◆ **RECORDS FOR THE EXERCISE**
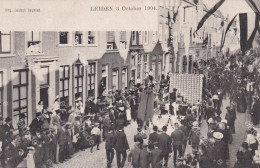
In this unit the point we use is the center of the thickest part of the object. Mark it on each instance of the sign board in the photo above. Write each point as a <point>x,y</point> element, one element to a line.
<point>188,85</point>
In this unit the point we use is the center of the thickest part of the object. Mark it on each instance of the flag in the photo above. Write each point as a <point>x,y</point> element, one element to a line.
<point>245,30</point>
<point>228,27</point>
<point>210,12</point>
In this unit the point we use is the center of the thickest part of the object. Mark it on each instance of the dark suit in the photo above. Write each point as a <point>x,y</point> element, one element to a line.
<point>109,147</point>
<point>134,156</point>
<point>144,158</point>
<point>156,158</point>
<point>177,141</point>
<point>7,134</point>
<point>152,138</point>
<point>164,141</point>
<point>61,138</point>
<point>121,145</point>
<point>36,125</point>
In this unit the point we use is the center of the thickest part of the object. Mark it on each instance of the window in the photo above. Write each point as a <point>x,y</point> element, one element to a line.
<point>20,94</point>
<point>92,38</point>
<point>111,41</point>
<point>134,38</point>
<point>140,37</point>
<point>91,79</point>
<point>64,83</point>
<point>34,45</point>
<point>115,79</point>
<point>139,64</point>
<point>79,38</point>
<point>124,78</point>
<point>44,76</point>
<point>159,70</point>
<point>154,37</point>
<point>1,95</point>
<point>146,37</point>
<point>161,29</point>
<point>64,38</point>
<point>133,61</point>
<point>123,40</point>
<point>78,81</point>
<point>5,42</point>
<point>145,65</point>
<point>166,30</point>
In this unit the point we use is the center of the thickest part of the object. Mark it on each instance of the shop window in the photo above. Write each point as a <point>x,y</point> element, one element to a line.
<point>64,83</point>
<point>20,94</point>
<point>91,79</point>
<point>5,42</point>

◆ **GIVEN INSTRUCTION**
Output every line of the rows above as a JSON list of strings, one string per line, with blank lines omitted and the pictures left out.

◆ **SOLUTION TO THIS EXERCISE**
[
  "In this unit the point we use is the center of the thickest part of the object. Mark it on each instance of the sign board in the photo above. Write each point as a <point>x,y</point> element, one element to a line.",
  "<point>188,85</point>",
  "In this unit the point we use is the center of the thickest part of the object. Mark it on each instance of the flag in the photo above. Write each point as a <point>x,y</point> element, one element to a line.",
  "<point>245,30</point>",
  "<point>228,27</point>",
  "<point>210,12</point>",
  "In this unit the point we use is the center of the thickest part of the object. Mark it on each instance of the dark suit in the photo above. Write each point as a <point>x,y</point> element, one element to a line.",
  "<point>109,147</point>",
  "<point>134,156</point>",
  "<point>144,158</point>",
  "<point>156,158</point>",
  "<point>177,141</point>",
  "<point>7,134</point>",
  "<point>152,138</point>",
  "<point>164,141</point>",
  "<point>61,138</point>",
  "<point>121,145</point>",
  "<point>36,125</point>",
  "In this unit the point we use is the center of the thickest part of the object. Mark it on each instance of the window in the photo above. Write each point as a <point>x,y</point> element, one element to a line.",
  "<point>20,94</point>",
  "<point>92,38</point>",
  "<point>111,41</point>",
  "<point>134,38</point>",
  "<point>140,37</point>",
  "<point>91,79</point>",
  "<point>64,83</point>",
  "<point>34,45</point>",
  "<point>115,79</point>",
  "<point>139,64</point>",
  "<point>79,38</point>",
  "<point>124,78</point>",
  "<point>44,76</point>",
  "<point>159,70</point>",
  "<point>154,37</point>",
  "<point>1,95</point>",
  "<point>146,37</point>",
  "<point>161,29</point>",
  "<point>64,38</point>",
  "<point>133,61</point>",
  "<point>123,40</point>",
  "<point>78,81</point>",
  "<point>5,42</point>",
  "<point>145,65</point>",
  "<point>166,30</point>",
  "In this unit the point we use is the center of the thickest part of the object. Mark it on each instance of the shop window in the photo above. Write each point as a <point>x,y</point> element, one element to a line.",
  "<point>64,83</point>",
  "<point>20,94</point>",
  "<point>91,79</point>",
  "<point>5,42</point>"
]